-- START OF THE INPUT --
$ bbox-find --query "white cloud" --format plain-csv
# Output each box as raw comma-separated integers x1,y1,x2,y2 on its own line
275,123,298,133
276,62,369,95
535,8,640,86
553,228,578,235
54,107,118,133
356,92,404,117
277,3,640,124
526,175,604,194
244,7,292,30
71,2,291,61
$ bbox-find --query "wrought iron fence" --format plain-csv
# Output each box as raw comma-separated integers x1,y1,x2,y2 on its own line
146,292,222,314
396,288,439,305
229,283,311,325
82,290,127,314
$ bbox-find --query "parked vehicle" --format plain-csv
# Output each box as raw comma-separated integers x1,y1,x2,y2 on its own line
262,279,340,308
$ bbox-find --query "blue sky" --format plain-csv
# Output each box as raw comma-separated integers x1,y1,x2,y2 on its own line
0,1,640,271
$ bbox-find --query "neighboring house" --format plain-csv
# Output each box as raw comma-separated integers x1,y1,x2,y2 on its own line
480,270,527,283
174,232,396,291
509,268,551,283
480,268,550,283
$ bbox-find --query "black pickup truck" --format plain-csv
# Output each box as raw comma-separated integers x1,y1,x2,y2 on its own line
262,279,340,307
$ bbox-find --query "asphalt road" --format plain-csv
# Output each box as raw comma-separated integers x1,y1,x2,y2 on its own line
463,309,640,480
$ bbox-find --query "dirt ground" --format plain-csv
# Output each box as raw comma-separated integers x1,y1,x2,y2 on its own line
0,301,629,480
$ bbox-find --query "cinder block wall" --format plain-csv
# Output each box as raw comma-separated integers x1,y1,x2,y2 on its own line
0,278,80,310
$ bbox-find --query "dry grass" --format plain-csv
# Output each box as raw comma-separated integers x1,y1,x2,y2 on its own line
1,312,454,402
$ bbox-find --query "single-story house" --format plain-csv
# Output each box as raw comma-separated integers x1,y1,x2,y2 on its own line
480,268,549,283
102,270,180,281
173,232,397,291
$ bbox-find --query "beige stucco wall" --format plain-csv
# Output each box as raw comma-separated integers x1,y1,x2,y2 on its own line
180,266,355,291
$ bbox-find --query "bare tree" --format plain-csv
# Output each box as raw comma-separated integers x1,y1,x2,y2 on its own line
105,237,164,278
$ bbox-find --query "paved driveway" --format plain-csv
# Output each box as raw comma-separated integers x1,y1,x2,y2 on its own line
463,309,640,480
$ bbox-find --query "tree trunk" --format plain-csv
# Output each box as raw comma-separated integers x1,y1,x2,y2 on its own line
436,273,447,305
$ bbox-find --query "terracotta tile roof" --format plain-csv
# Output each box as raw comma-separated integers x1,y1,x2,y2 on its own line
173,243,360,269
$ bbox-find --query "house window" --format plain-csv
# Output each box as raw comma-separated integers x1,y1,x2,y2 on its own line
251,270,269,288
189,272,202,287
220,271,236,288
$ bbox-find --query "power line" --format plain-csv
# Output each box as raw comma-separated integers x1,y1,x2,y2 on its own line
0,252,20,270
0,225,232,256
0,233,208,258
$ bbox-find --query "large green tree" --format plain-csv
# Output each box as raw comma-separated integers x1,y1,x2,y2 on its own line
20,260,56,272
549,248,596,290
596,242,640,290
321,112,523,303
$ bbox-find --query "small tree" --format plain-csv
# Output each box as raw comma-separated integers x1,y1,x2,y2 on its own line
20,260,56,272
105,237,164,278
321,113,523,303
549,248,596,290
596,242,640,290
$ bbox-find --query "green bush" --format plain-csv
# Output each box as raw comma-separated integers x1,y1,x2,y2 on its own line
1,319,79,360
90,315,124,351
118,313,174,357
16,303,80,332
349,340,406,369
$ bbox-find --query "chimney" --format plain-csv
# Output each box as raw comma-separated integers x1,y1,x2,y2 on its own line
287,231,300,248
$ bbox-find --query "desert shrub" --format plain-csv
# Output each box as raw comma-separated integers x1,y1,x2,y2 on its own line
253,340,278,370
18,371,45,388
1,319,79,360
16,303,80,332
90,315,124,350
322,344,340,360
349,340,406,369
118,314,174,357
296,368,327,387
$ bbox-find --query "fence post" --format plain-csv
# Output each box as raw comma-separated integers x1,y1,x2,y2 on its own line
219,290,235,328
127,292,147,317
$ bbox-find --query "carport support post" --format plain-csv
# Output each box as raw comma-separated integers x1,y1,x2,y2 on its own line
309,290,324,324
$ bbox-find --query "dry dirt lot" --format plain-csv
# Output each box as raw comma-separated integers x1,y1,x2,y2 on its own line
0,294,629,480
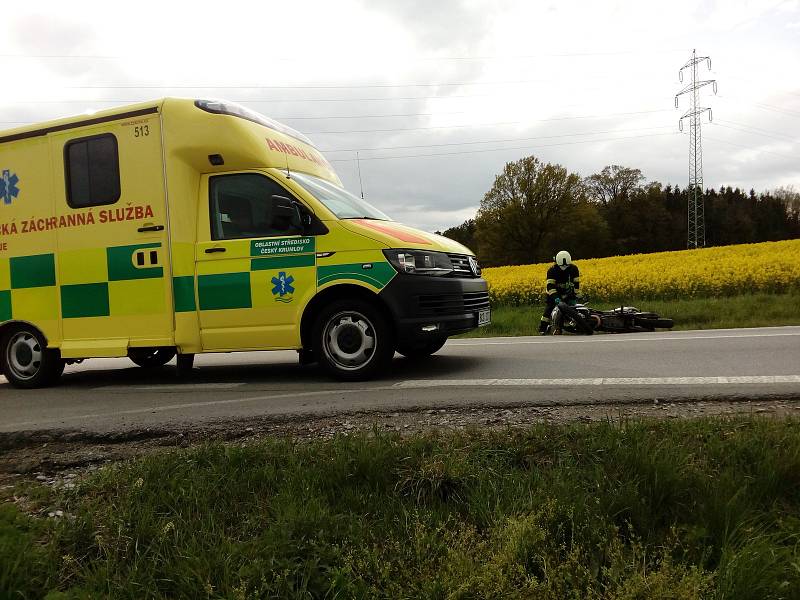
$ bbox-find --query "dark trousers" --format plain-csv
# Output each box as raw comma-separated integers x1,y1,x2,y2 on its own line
539,294,556,331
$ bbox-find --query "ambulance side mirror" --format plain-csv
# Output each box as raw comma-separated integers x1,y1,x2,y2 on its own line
270,195,304,232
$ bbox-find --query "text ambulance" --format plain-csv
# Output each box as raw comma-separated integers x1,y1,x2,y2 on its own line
0,98,490,387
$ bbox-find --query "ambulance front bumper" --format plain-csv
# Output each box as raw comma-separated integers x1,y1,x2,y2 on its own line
380,273,490,344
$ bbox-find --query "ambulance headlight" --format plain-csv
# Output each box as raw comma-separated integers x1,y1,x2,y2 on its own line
383,249,453,275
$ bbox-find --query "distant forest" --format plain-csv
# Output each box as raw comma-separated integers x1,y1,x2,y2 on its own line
441,156,800,266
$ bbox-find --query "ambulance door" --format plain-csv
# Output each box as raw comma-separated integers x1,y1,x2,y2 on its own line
196,172,316,350
51,113,174,356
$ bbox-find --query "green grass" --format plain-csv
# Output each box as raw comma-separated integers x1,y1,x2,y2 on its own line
0,418,800,600
462,290,800,337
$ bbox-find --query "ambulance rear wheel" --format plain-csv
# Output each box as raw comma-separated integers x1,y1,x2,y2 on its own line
0,327,65,389
128,348,177,369
313,300,394,381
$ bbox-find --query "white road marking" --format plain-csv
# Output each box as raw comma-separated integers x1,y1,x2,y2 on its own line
394,375,800,389
447,331,800,346
92,382,246,392
0,386,392,431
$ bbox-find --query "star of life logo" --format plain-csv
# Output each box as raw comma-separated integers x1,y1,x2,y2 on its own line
272,271,294,302
0,169,19,205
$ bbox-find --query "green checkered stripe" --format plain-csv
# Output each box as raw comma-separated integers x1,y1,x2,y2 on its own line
194,254,397,310
0,243,176,322
0,254,58,322
0,252,396,322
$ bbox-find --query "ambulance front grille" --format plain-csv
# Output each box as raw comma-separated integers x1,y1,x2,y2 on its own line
419,292,489,315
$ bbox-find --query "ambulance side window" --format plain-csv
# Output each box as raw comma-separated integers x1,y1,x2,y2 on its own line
64,133,121,208
208,173,303,240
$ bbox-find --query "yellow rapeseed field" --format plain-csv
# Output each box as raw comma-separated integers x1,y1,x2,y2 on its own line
483,240,800,305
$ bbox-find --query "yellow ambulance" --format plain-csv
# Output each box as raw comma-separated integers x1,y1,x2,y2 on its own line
0,98,491,388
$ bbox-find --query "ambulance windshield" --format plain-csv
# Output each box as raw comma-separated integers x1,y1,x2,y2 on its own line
292,173,392,221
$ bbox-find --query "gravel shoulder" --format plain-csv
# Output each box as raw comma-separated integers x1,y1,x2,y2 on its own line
0,398,800,501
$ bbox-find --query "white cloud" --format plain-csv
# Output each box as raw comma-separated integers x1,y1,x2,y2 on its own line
0,0,800,229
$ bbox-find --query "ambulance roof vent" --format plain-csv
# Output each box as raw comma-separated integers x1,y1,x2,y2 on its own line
194,100,314,146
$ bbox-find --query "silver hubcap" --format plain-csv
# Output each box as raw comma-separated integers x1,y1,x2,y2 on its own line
322,311,377,371
6,331,42,379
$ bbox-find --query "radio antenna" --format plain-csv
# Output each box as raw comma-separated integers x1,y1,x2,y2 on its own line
356,151,364,200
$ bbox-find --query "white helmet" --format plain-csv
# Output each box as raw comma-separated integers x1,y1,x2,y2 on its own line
555,250,572,271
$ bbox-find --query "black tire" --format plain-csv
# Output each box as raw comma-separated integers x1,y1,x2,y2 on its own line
128,348,177,369
633,317,675,329
0,325,65,389
312,299,394,381
397,337,447,360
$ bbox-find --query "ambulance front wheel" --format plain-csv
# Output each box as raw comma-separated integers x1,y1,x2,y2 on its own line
128,348,177,369
313,299,394,381
0,326,65,389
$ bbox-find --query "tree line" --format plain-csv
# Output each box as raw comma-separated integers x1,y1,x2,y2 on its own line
441,156,800,266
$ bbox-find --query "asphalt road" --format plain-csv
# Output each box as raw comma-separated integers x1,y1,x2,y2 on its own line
0,327,800,432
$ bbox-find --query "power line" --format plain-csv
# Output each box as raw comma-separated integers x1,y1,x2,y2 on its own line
0,109,672,130
329,132,679,162
708,136,798,160
320,125,671,154
62,73,660,90
0,48,681,63
303,109,672,135
715,119,798,144
719,95,800,117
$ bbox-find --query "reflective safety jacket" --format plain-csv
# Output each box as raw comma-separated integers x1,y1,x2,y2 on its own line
547,264,581,302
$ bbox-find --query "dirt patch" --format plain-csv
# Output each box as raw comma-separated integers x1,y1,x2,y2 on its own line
0,399,800,490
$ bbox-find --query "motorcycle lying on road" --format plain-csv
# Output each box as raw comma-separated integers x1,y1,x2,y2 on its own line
547,300,674,335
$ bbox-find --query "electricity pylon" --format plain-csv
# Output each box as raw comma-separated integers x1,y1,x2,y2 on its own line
675,50,717,248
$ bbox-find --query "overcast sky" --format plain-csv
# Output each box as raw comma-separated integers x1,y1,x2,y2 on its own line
0,0,800,230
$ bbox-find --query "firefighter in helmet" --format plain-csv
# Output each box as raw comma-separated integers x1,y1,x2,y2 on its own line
539,250,581,334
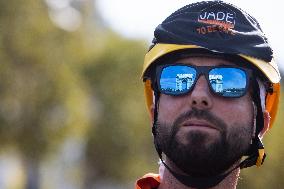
-- END OF THE INPUT --
[AIM]:
Please extract every line above that contains the word "road".

[SOLUTION FOR THIS EXERCISE]:
$ bbox-find --query "asphalt road" --format plain-csv
$ bbox-find --query "white road marking" --format plain-csv
$ bbox-find --query "asphalt road" --format plain-csv
$ bbox-find --query "motorcycle lying on road" --format plain-csv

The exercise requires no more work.